TASK INSTRUCTIONS:
Return the lines of the data below exactly. Start at the first and end with the line containing "In the photo above, where can the person".

[GIVEN INFORMATION Boundary: Start]

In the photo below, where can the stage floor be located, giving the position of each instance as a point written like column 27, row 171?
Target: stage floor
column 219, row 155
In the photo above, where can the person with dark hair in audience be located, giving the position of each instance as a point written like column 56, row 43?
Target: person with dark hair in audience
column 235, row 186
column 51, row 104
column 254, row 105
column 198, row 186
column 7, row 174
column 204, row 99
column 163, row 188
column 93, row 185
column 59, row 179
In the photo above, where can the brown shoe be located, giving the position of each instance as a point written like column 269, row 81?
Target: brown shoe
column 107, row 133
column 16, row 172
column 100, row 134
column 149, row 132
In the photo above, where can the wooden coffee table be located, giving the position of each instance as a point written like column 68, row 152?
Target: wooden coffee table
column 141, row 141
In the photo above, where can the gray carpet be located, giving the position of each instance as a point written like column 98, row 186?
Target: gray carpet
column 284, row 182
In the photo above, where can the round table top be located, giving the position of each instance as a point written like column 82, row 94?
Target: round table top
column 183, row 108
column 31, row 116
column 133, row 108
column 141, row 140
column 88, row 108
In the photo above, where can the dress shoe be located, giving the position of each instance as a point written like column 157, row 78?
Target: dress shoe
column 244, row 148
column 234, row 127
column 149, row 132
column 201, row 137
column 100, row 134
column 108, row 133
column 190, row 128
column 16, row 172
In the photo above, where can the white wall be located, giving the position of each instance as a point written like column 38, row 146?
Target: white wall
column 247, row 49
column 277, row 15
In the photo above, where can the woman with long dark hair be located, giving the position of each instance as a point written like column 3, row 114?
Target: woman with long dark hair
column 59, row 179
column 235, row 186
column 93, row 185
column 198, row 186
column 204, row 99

[GIVEN INFORMATION Boundary: End]

YOUR SOLUTION:
In the photo below, where can the stage floor be located, giving the position of each instance as a point written like column 27, row 171?
Target: stage floor
column 219, row 155
In the photo above, where can the person with dark hair in audience be located, giving the position of each instance as a point written like column 56, row 43?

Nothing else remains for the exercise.